## Directions
Pull out every row below and reproduce each one word for word, from the first line to the last.
↓↓↓
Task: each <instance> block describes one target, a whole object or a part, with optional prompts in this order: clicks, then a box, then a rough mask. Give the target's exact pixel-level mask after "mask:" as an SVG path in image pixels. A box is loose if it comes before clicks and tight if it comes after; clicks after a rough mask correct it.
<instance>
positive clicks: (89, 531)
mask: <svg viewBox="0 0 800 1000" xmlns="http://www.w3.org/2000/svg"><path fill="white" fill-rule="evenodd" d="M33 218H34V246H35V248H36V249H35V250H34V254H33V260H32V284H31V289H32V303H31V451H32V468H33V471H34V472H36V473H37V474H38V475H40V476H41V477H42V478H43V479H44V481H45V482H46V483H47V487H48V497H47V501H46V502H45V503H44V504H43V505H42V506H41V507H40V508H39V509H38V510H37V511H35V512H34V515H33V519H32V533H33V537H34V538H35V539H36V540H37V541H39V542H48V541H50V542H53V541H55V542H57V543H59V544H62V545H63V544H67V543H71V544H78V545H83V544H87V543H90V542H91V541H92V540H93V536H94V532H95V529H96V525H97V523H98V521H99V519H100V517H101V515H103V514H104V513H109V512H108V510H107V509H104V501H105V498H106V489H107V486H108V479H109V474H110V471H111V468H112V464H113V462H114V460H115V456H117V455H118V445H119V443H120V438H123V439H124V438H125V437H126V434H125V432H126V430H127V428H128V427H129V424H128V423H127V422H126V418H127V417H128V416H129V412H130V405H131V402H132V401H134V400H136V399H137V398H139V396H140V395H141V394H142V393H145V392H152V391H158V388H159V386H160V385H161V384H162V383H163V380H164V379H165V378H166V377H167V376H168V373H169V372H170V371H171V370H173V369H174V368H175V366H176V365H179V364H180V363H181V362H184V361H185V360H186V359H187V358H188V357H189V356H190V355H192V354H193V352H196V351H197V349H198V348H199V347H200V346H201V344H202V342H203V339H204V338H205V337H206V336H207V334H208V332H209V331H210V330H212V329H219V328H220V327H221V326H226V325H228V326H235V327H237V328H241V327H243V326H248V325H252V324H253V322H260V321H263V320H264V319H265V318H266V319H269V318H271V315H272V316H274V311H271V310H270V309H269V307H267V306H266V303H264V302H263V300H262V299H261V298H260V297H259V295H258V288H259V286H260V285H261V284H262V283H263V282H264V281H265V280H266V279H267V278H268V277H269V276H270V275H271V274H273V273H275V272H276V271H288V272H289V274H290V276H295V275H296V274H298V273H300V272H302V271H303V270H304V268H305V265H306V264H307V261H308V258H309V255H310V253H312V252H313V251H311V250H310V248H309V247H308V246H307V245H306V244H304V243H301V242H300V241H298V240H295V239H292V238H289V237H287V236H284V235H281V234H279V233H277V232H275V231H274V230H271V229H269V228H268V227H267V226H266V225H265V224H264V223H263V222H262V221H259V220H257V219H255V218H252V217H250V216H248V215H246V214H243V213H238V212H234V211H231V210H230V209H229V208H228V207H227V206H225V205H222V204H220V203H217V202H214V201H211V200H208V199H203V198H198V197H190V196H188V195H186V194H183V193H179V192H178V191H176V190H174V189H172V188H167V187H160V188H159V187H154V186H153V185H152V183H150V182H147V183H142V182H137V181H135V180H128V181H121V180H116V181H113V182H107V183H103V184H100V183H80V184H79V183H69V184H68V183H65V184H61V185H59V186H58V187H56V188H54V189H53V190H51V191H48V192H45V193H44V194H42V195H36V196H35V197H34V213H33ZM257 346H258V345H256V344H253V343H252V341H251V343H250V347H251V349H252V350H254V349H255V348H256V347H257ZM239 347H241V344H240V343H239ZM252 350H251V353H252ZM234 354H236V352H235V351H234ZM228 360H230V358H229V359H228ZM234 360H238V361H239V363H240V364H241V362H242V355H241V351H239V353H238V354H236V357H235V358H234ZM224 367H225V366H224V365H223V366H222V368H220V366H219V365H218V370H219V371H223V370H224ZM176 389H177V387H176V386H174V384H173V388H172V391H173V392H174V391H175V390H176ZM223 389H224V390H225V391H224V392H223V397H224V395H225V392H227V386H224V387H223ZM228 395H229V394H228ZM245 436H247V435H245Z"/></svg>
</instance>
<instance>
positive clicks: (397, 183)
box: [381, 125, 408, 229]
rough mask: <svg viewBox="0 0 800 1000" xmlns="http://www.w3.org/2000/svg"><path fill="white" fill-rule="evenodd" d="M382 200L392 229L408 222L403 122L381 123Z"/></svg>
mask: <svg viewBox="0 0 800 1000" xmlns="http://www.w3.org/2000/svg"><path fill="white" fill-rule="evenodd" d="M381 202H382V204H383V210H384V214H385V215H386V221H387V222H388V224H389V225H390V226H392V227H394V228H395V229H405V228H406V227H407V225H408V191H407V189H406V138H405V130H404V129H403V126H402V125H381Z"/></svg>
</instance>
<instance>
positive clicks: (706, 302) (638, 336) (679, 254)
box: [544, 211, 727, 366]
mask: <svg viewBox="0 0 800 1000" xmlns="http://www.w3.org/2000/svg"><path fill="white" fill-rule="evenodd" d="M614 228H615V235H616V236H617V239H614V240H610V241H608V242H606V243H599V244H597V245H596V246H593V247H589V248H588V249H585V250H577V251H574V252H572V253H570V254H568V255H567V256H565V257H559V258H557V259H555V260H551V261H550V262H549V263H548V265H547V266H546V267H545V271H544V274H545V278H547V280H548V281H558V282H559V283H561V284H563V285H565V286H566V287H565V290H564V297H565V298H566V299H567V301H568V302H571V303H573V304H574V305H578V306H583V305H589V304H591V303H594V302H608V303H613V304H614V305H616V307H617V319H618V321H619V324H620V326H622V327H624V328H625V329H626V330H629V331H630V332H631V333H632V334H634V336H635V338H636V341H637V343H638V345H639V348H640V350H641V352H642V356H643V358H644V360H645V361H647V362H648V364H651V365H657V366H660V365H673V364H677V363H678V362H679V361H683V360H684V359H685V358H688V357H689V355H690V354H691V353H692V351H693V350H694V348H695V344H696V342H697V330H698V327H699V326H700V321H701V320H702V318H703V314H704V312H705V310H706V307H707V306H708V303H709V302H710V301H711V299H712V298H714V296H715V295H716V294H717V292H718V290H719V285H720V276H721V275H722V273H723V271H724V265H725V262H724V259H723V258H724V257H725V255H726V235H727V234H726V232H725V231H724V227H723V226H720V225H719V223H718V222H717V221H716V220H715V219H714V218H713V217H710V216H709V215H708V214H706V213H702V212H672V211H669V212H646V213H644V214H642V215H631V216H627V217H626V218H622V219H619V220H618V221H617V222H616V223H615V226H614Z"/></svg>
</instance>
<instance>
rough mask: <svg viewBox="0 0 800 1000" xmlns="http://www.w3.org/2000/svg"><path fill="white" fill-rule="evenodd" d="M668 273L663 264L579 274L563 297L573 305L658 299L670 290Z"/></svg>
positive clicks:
↑↑↑
## Answer
Task: each <instance> block describes one target, a whole object or a part, with optional prompts in this order: clicks, then a box, then a rough mask. Give the target's exact pixel-level mask after "mask:" as an SVG path in image pixels. A box is loose if it comes before clicks and tight if it comes after; clicks after a rough mask correct it.
<instance>
positive clicks: (89, 531)
mask: <svg viewBox="0 0 800 1000" xmlns="http://www.w3.org/2000/svg"><path fill="white" fill-rule="evenodd" d="M33 218H34V246H35V248H36V249H35V250H34V254H33V260H32V284H31V289H32V303H31V451H32V468H33V471H34V472H36V473H37V474H38V475H40V476H41V477H42V478H43V479H44V481H45V482H46V483H47V487H48V497H47V501H46V502H45V503H44V504H43V505H42V506H41V507H40V508H39V509H38V510H37V511H35V512H34V515H33V519H32V533H33V537H34V538H35V539H36V540H37V541H39V542H48V541H50V542H53V541H55V542H57V543H59V544H62V545H63V544H67V543H71V544H78V545H83V544H87V543H90V542H91V541H92V540H93V536H94V532H95V529H96V525H97V523H98V521H99V519H100V517H101V515H103V514H104V513H109V512H108V510H107V509H104V501H105V498H106V489H107V486H108V479H109V474H110V471H111V468H112V464H113V462H114V460H115V456H117V455H118V445H119V443H120V438H123V439H124V438H125V437H126V434H125V432H126V430H127V428H128V427H129V424H128V423H127V422H126V418H127V417H128V416H129V412H130V405H131V402H132V401H134V400H136V399H137V398H139V396H140V395H141V394H142V393H145V392H152V391H158V388H159V386H160V385H161V384H162V383H163V380H164V379H165V378H166V377H167V376H168V373H169V372H170V371H171V370H173V369H174V368H175V366H176V365H179V364H180V363H181V362H184V361H185V360H186V359H187V358H188V357H189V356H190V355H192V354H193V352H196V351H197V349H198V348H199V347H200V346H201V344H202V342H203V339H204V338H205V337H206V336H207V334H208V332H209V331H210V330H212V329H219V328H220V327H221V326H226V325H228V326H235V327H237V328H241V327H243V326H248V325H252V324H253V322H260V321H263V320H264V319H265V318H266V319H269V318H271V315H272V316H274V311H271V310H270V309H269V307H267V306H266V303H264V302H263V300H262V299H261V298H260V297H259V295H258V288H259V286H260V285H261V284H262V283H263V282H264V281H265V280H266V279H267V278H268V277H269V276H270V275H271V274H273V273H275V272H276V271H288V272H289V274H290V276H295V275H296V274H298V273H300V272H302V271H303V270H304V268H305V265H306V264H307V261H308V258H309V255H310V253H312V252H313V251H311V250H310V248H309V247H308V246H307V245H306V244H304V243H301V242H300V241H298V240H295V239H292V238H289V237H287V236H284V235H281V234H279V233H277V232H275V231H274V230H271V229H269V228H268V227H267V226H266V225H265V224H264V223H263V222H262V221H259V220H257V219H255V218H252V217H250V216H248V215H246V214H243V213H238V212H234V211H231V210H230V209H229V208H228V207H227V206H225V205H222V204H220V203H217V202H214V201H211V200H208V199H203V198H198V197H190V196H188V195H186V194H183V193H179V192H178V191H176V190H174V189H172V188H167V187H160V188H159V187H154V186H153V185H152V183H150V182H147V183H142V182H137V181H135V180H128V181H121V180H116V181H113V182H107V183H103V184H100V183H80V184H79V183H69V184H68V183H65V184H61V185H59V186H58V187H56V188H54V189H53V190H51V191H48V192H45V193H44V194H42V195H36V196H35V197H34V213H33ZM257 346H258V345H256V344H253V343H252V341H251V343H250V347H251V349H252V350H254V349H255V348H256V347H257ZM239 347H241V344H240V343H239ZM252 350H251V353H252ZM234 354H236V352H235V351H234ZM228 360H230V358H229V359H228ZM234 360H238V361H239V363H240V364H241V362H242V355H241V351H239V353H238V354H236V357H235V358H234ZM224 367H225V366H224V365H223V366H222V368H220V366H219V365H218V370H219V371H223V370H224ZM176 389H177V387H176V386H174V384H173V388H172V391H173V392H174V391H175V390H176ZM223 389H224V390H225V391H224V392H223V397H224V395H225V392H227V386H224V387H223ZM228 395H229V394H228ZM245 436H247V435H245Z"/></svg>
</instance>
<instance>
positive clicks: (397, 183)
box: [381, 125, 408, 229]
rough mask: <svg viewBox="0 0 800 1000" xmlns="http://www.w3.org/2000/svg"><path fill="white" fill-rule="evenodd" d="M382 200L392 229L408 222L403 122L381 123Z"/></svg>
mask: <svg viewBox="0 0 800 1000" xmlns="http://www.w3.org/2000/svg"><path fill="white" fill-rule="evenodd" d="M381 202H382V204H383V210H384V214H385V215H386V221H387V222H388V224H389V225H390V226H392V227H394V228H395V229H405V228H406V227H407V225H408V191H407V189H406V138H405V130H404V129H403V126H402V125H381Z"/></svg>
</instance>
<instance>
positive clicks: (706, 302) (638, 336) (679, 254)
box: [544, 211, 727, 366]
mask: <svg viewBox="0 0 800 1000" xmlns="http://www.w3.org/2000/svg"><path fill="white" fill-rule="evenodd" d="M614 228H615V235H616V236H617V239H614V240H610V241H608V242H606V243H599V244H597V245H596V246H593V247H589V248H588V249H585V250H577V251H574V252H572V253H570V254H568V255H567V256H565V257H559V258H557V259H555V260H551V261H550V262H549V263H548V265H547V266H546V267H545V271H544V274H545V278H547V280H548V281H558V282H559V283H561V284H563V285H565V286H566V287H565V290H564V297H565V298H566V299H567V301H568V302H571V303H573V304H574V305H578V306H583V305H589V304H591V303H594V302H608V303H613V304H614V305H616V307H617V319H618V321H619V324H620V326H622V327H624V328H625V329H626V330H629V331H630V332H631V333H632V334H634V336H635V338H636V341H637V343H638V345H639V348H640V350H641V352H642V356H643V358H644V360H645V361H647V362H648V364H651V365H657V366H660V365H673V364H677V363H678V362H679V361H683V360H684V359H685V358H688V357H689V355H690V354H691V353H692V351H693V350H694V348H695V344H696V342H697V330H698V327H699V326H700V321H701V320H702V318H703V314H704V312H705V310H706V307H707V306H708V303H709V302H710V301H711V299H712V298H714V296H715V295H716V294H717V292H718V290H719V285H720V276H721V275H722V273H723V271H724V265H725V262H724V259H723V258H724V257H725V255H726V235H727V234H726V232H725V231H724V227H723V226H720V225H719V223H718V222H717V221H716V220H715V219H714V218H713V217H710V216H709V215H708V214H706V213H702V212H672V211H669V212H646V213H644V214H642V215H631V216H627V217H626V218H622V219H619V220H618V221H617V222H616V223H615V226H614Z"/></svg>
</instance>
<instance>
rough mask: <svg viewBox="0 0 800 1000" xmlns="http://www.w3.org/2000/svg"><path fill="white" fill-rule="evenodd" d="M668 273L663 264L579 274L563 297L573 305L658 299L670 290Z"/></svg>
positive clicks:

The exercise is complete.